**Task to complete:**
Skip the pictures. Set down, word for word, the lines from the start of the material up to and including the line with "wall shelf -> box".

⁂

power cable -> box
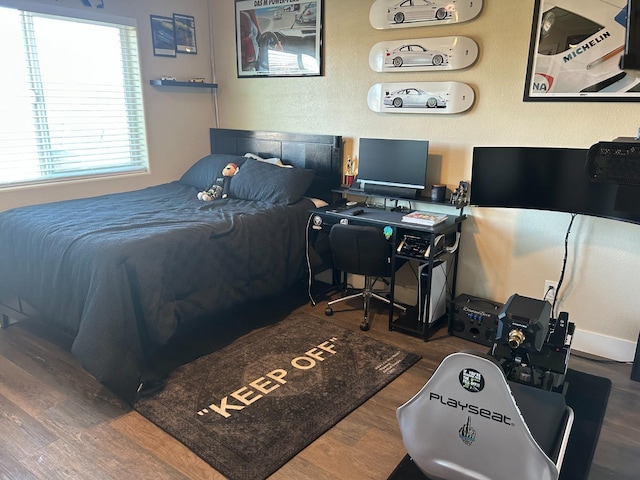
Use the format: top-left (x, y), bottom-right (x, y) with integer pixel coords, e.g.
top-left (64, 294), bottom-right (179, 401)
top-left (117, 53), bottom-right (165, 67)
top-left (552, 213), bottom-right (577, 317)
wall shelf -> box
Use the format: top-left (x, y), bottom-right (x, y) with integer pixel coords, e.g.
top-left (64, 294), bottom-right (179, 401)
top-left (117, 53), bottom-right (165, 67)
top-left (150, 79), bottom-right (218, 89)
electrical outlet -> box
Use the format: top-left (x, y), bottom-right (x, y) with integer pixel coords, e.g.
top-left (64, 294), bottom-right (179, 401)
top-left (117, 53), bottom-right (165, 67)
top-left (543, 280), bottom-right (558, 302)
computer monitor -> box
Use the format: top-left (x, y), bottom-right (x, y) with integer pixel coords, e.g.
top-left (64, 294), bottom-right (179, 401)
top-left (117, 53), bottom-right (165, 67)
top-left (357, 137), bottom-right (429, 199)
top-left (470, 146), bottom-right (640, 224)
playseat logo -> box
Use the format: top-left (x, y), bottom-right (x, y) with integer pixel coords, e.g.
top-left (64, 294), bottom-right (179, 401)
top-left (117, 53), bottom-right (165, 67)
top-left (429, 392), bottom-right (514, 426)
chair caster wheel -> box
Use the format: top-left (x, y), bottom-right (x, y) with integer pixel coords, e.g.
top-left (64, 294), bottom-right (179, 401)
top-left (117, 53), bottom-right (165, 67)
top-left (325, 307), bottom-right (333, 316)
top-left (360, 322), bottom-right (370, 331)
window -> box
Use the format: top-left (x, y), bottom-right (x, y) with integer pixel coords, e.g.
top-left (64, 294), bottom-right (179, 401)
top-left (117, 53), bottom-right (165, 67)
top-left (0, 5), bottom-right (148, 187)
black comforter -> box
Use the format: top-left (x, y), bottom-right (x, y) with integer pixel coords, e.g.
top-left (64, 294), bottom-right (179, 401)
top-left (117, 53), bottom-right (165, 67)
top-left (0, 182), bottom-right (313, 401)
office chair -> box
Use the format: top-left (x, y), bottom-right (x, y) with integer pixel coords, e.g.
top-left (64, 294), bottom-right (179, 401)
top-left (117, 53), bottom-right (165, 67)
top-left (395, 351), bottom-right (574, 480)
top-left (324, 223), bottom-right (405, 331)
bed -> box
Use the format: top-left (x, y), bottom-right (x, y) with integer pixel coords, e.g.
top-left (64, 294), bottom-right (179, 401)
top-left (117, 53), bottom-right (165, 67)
top-left (0, 128), bottom-right (342, 403)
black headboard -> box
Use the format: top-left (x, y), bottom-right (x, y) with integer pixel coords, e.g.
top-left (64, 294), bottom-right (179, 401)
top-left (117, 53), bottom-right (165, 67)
top-left (210, 128), bottom-right (343, 202)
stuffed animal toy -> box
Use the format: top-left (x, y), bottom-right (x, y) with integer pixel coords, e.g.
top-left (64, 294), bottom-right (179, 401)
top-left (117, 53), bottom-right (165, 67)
top-left (197, 162), bottom-right (239, 201)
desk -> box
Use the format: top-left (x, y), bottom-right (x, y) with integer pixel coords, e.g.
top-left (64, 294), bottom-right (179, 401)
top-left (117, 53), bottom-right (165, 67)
top-left (308, 205), bottom-right (466, 341)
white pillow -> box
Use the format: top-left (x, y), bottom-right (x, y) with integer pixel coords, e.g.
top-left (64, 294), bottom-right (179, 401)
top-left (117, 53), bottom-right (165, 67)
top-left (243, 152), bottom-right (293, 168)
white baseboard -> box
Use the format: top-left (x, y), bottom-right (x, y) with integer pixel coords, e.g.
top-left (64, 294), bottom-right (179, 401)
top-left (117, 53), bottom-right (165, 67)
top-left (572, 328), bottom-right (637, 362)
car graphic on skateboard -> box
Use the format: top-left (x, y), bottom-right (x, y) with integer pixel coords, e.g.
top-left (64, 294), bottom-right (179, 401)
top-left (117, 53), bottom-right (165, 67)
top-left (385, 45), bottom-right (448, 67)
top-left (370, 36), bottom-right (478, 72)
top-left (370, 0), bottom-right (483, 29)
top-left (383, 88), bottom-right (447, 108)
top-left (368, 82), bottom-right (475, 114)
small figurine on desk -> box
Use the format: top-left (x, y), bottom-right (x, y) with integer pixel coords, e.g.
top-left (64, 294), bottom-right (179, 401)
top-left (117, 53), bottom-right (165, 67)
top-left (344, 155), bottom-right (356, 187)
top-left (450, 180), bottom-right (470, 206)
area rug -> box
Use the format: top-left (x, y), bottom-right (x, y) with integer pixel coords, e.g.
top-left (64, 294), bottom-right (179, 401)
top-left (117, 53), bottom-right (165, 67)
top-left (134, 313), bottom-right (421, 480)
top-left (387, 368), bottom-right (612, 480)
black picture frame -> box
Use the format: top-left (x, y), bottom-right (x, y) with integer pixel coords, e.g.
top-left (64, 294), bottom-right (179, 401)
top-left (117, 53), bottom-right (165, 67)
top-left (524, 0), bottom-right (640, 102)
top-left (235, 0), bottom-right (322, 78)
top-left (150, 15), bottom-right (176, 57)
top-left (173, 13), bottom-right (197, 54)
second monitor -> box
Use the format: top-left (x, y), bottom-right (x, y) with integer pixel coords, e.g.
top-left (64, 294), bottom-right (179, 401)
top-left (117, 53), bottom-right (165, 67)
top-left (357, 137), bottom-right (429, 199)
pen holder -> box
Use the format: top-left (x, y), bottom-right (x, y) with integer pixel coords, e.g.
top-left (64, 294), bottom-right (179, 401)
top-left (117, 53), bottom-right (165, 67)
top-left (431, 184), bottom-right (446, 202)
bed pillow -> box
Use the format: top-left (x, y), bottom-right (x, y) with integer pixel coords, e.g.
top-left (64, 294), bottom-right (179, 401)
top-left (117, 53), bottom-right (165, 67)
top-left (179, 153), bottom-right (247, 190)
top-left (244, 152), bottom-right (292, 168)
top-left (229, 158), bottom-right (315, 204)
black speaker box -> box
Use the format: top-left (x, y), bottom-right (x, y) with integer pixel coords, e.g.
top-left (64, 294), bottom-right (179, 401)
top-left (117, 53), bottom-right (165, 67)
top-left (586, 139), bottom-right (640, 186)
top-left (449, 294), bottom-right (503, 347)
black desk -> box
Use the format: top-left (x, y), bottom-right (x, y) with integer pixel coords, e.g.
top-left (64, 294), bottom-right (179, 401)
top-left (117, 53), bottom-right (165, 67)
top-left (308, 205), bottom-right (466, 340)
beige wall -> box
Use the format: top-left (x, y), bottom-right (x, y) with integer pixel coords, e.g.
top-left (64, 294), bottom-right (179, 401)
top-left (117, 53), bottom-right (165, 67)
top-left (212, 0), bottom-right (640, 359)
top-left (0, 0), bottom-right (216, 209)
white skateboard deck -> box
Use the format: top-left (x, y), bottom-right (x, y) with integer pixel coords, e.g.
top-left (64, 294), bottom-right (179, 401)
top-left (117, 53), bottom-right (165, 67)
top-left (370, 0), bottom-right (483, 30)
top-left (367, 82), bottom-right (475, 114)
top-left (369, 36), bottom-right (478, 72)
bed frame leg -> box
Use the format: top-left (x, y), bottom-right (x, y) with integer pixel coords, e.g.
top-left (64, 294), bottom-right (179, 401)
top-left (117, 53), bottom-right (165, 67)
top-left (1, 296), bottom-right (25, 328)
top-left (632, 331), bottom-right (640, 382)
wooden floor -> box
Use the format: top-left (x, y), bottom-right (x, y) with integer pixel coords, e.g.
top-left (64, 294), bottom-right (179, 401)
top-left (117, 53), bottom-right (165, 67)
top-left (1, 288), bottom-right (639, 480)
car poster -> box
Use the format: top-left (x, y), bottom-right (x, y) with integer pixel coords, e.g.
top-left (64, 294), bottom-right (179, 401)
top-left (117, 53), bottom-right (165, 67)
top-left (235, 0), bottom-right (322, 77)
top-left (369, 0), bottom-right (483, 30)
top-left (367, 82), bottom-right (475, 114)
top-left (150, 15), bottom-right (176, 57)
top-left (369, 36), bottom-right (478, 72)
top-left (524, 0), bottom-right (640, 101)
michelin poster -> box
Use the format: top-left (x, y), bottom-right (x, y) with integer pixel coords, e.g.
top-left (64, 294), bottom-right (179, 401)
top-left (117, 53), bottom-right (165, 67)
top-left (524, 0), bottom-right (640, 101)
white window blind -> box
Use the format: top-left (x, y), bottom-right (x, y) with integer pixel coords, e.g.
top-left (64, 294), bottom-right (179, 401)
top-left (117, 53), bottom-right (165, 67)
top-left (0, 5), bottom-right (148, 187)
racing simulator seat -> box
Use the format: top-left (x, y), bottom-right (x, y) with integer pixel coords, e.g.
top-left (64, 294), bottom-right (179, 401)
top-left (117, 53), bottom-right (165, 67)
top-left (324, 223), bottom-right (405, 331)
top-left (394, 350), bottom-right (574, 480)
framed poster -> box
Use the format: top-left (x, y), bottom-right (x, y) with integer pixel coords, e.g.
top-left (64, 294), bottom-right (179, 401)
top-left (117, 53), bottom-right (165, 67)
top-left (235, 0), bottom-right (322, 78)
top-left (173, 13), bottom-right (197, 54)
top-left (524, 0), bottom-right (640, 101)
top-left (150, 15), bottom-right (176, 57)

⁂

**Task response:**
power cable -> box
Use the format: top-left (x, y), bottom-right (x, y) with integer pixel coords, e.g.
top-left (64, 294), bottom-right (179, 401)
top-left (117, 53), bottom-right (165, 67)
top-left (552, 213), bottom-right (577, 317)
wall shelf -> box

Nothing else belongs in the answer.